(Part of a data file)

════════════════════

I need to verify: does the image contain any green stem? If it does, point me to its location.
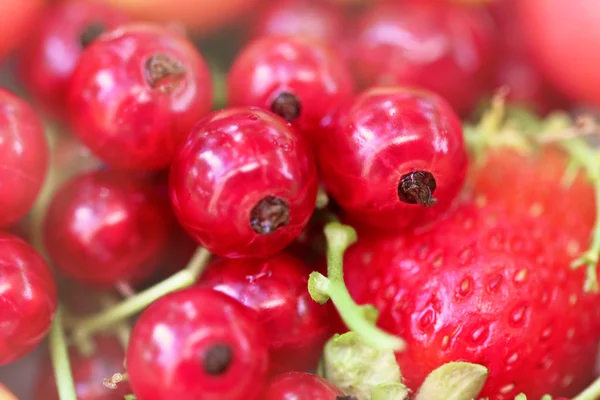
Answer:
[573,379,600,400]
[560,139,600,292]
[49,305,77,400]
[308,222,406,351]
[73,248,210,340]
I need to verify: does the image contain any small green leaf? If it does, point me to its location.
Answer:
[371,383,408,400]
[415,362,489,400]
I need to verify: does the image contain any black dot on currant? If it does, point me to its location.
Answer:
[398,171,437,207]
[250,196,290,235]
[202,343,233,376]
[144,53,185,93]
[271,92,301,122]
[79,22,106,48]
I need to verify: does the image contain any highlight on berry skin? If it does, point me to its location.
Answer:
[0,0,600,400]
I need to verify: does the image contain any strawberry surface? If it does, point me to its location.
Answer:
[344,200,600,400]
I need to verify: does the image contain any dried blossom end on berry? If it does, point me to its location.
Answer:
[398,171,437,207]
[144,53,185,94]
[202,344,233,376]
[271,92,302,122]
[79,22,106,49]
[250,196,290,235]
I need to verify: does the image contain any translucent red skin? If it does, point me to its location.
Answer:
[0,88,49,227]
[199,253,335,375]
[252,0,345,46]
[317,87,467,231]
[16,1,129,117]
[68,24,212,170]
[44,170,171,286]
[262,372,344,400]
[344,203,600,400]
[351,1,497,115]
[0,232,57,365]
[34,336,131,400]
[169,107,318,258]
[227,36,354,146]
[127,286,269,400]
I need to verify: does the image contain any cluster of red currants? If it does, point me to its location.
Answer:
[0,0,596,400]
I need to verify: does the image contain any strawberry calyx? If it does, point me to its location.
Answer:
[308,222,406,351]
[464,91,600,292]
[323,331,408,400]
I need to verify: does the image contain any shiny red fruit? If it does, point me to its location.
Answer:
[68,24,212,170]
[252,0,346,47]
[0,88,49,227]
[317,87,467,230]
[0,233,57,365]
[17,1,129,116]
[44,170,170,286]
[169,107,318,258]
[351,1,496,115]
[127,287,269,400]
[34,336,131,400]
[200,253,334,374]
[344,202,600,400]
[262,372,344,400]
[227,36,353,142]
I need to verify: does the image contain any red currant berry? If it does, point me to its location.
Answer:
[169,107,318,258]
[228,36,353,145]
[44,171,170,286]
[200,253,333,374]
[127,287,269,400]
[262,372,344,400]
[68,25,212,169]
[17,1,128,116]
[0,89,49,227]
[253,0,345,45]
[34,336,131,400]
[0,233,57,365]
[317,87,467,230]
[352,1,496,114]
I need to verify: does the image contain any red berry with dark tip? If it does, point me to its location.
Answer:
[317,87,467,230]
[0,233,57,365]
[0,88,49,227]
[351,1,496,115]
[17,1,129,117]
[68,24,212,170]
[227,36,353,142]
[344,202,600,400]
[34,336,131,400]
[262,372,344,400]
[252,0,345,46]
[127,287,269,400]
[44,170,171,286]
[200,253,334,374]
[169,107,318,258]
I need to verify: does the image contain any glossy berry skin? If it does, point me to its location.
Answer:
[127,286,269,400]
[200,253,334,374]
[0,89,49,227]
[68,24,212,170]
[227,36,353,142]
[169,107,318,258]
[252,0,345,47]
[0,233,57,365]
[352,1,496,115]
[344,202,600,400]
[262,372,344,400]
[34,336,131,400]
[317,87,467,231]
[44,170,170,286]
[17,1,129,116]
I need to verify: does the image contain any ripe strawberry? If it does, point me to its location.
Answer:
[344,200,600,400]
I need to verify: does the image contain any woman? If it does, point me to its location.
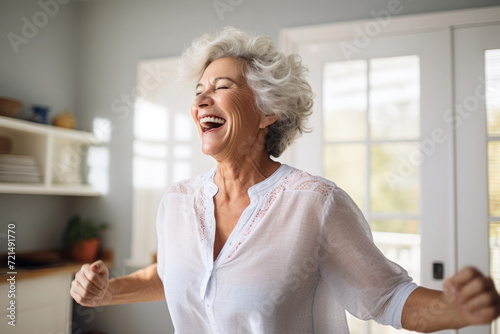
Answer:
[71,28,500,334]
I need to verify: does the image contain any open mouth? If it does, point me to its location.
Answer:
[200,116,226,133]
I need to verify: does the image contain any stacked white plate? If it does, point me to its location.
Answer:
[0,154,42,183]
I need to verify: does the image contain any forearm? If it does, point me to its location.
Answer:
[401,287,467,333]
[100,263,165,306]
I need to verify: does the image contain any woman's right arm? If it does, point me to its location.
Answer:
[70,260,165,307]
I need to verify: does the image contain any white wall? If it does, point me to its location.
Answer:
[0,0,499,333]
[0,0,76,252]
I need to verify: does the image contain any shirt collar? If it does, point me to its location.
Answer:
[205,164,293,197]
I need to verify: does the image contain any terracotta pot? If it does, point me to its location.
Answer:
[70,238,100,263]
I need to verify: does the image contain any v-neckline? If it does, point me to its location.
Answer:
[206,164,291,266]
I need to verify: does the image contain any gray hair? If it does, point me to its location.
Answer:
[180,27,314,157]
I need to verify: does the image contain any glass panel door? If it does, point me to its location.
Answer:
[293,32,455,334]
[454,25,500,334]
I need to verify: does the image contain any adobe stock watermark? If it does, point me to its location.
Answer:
[7,0,71,54]
[385,76,496,188]
[339,0,412,60]
[212,0,243,21]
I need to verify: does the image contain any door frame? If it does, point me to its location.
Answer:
[280,5,500,334]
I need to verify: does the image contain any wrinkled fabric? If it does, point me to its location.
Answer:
[157,164,417,334]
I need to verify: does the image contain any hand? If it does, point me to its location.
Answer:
[69,260,109,307]
[444,267,500,325]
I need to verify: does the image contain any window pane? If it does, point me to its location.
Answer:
[370,143,420,213]
[370,219,419,234]
[485,49,500,136]
[369,56,420,139]
[490,221,500,289]
[324,144,366,210]
[323,60,367,141]
[488,141,500,217]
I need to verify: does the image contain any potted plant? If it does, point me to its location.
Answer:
[63,215,109,263]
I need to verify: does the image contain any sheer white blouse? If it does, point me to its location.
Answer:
[157,164,417,334]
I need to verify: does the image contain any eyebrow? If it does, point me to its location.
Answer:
[196,77,237,90]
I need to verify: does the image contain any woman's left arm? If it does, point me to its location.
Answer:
[401,267,500,333]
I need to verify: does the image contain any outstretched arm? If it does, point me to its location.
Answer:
[401,267,500,333]
[70,260,165,307]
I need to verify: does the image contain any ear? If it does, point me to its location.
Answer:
[260,115,278,129]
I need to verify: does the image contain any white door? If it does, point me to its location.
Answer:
[292,29,456,334]
[454,25,500,334]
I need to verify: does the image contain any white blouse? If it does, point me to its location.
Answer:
[157,164,417,334]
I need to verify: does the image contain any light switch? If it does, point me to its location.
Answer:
[432,262,444,279]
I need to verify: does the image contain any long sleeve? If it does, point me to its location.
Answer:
[319,187,417,328]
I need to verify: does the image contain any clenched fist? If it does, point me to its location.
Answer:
[70,260,109,307]
[444,267,500,325]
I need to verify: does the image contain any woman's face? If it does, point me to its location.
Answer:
[191,58,275,160]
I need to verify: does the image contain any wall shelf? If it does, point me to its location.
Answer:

════════════════════

### WHAT IS ASKED
Please gather every line of the items above that contains the string "wall", treating uppercase and lowercase as different.

### RESPONSE TO THIS EXERCISE
I need to verify: does the image contain any white wall? If it does, point me to its location.
I need to verify: does the image contain any wall shelf? If it does, point me to its location.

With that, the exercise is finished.